# Supplied material:

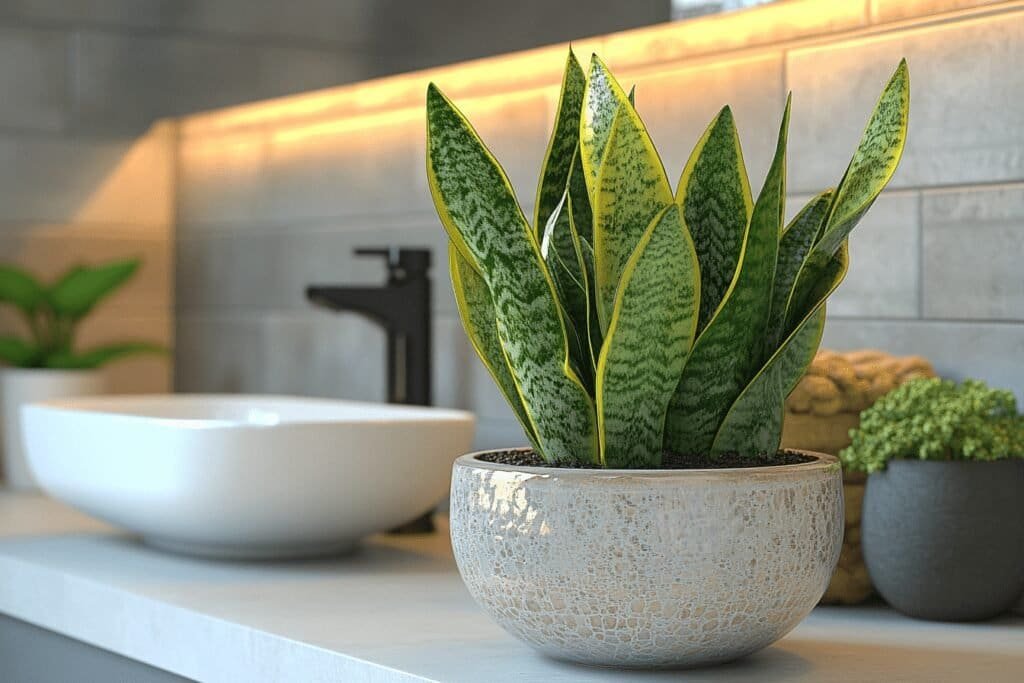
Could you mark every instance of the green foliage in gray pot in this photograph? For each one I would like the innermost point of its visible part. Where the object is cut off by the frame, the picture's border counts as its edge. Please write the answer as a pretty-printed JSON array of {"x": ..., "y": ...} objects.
[
  {"x": 52, "y": 312},
  {"x": 628, "y": 319},
  {"x": 934, "y": 419}
]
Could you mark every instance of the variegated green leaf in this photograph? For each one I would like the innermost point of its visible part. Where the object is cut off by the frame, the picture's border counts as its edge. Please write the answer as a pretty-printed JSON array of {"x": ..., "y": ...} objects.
[
  {"x": 652, "y": 327},
  {"x": 873, "y": 163},
  {"x": 870, "y": 169},
  {"x": 596, "y": 336},
  {"x": 477, "y": 207},
  {"x": 716, "y": 199},
  {"x": 561, "y": 147},
  {"x": 632, "y": 188},
  {"x": 754, "y": 424},
  {"x": 477, "y": 312},
  {"x": 793, "y": 250},
  {"x": 601, "y": 100},
  {"x": 727, "y": 353},
  {"x": 560, "y": 249},
  {"x": 583, "y": 217}
]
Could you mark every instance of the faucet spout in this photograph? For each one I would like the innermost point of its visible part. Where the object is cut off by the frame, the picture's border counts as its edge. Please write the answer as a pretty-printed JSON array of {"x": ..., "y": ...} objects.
[
  {"x": 401, "y": 306},
  {"x": 382, "y": 304}
]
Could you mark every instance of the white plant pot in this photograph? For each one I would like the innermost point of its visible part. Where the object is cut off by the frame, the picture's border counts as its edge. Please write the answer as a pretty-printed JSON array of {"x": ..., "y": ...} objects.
[
  {"x": 19, "y": 386},
  {"x": 647, "y": 568}
]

# Problem details:
Reproduce every line of the data above verbatim, omitting the pictures.

# Written response:
Could you mark every instance of the green foliage in gray pot in this photograph? For each one I would like the innermost point of its visible part. Where the object is cut off by the frame, the picture's border counts as its edge. Please write the answer as a pretty-printed JSON array of {"x": ..., "y": ...} objects.
[
  {"x": 52, "y": 312},
  {"x": 628, "y": 319},
  {"x": 934, "y": 419}
]
Could you mark every instance of the variegated green leaf in this photograph? For each one I would like the innermost point of its visible part. Where the object is cut off by the frame, the picture's border counts as its edge. Please write the answer as a pretty-printed JSON array of {"x": ..., "y": ...} objects.
[
  {"x": 652, "y": 327},
  {"x": 873, "y": 163},
  {"x": 870, "y": 169},
  {"x": 596, "y": 336},
  {"x": 477, "y": 207},
  {"x": 716, "y": 199},
  {"x": 561, "y": 147},
  {"x": 632, "y": 188},
  {"x": 754, "y": 424},
  {"x": 477, "y": 312},
  {"x": 793, "y": 250},
  {"x": 601, "y": 100},
  {"x": 727, "y": 353},
  {"x": 560, "y": 249},
  {"x": 583, "y": 217}
]
Could you mark every instance of the faucet spout in this photograph? For each one I would like the innermost point of its visible part. Where the object is cut off by the frame, the picture's border counts as its edge. Please write the answer as a pretty-printed JSON array of {"x": ..., "y": ...} objects.
[
  {"x": 401, "y": 306},
  {"x": 382, "y": 304}
]
Could you mark every instance of the white plant pot in this photograph? For each one I would like the innermost point of its visible part. Where the object is cut off by the frame, the picture's border counts as its edge. Please write the answer as a pretty-printed JSON array of {"x": ..., "y": ...} objects.
[
  {"x": 19, "y": 386},
  {"x": 647, "y": 568}
]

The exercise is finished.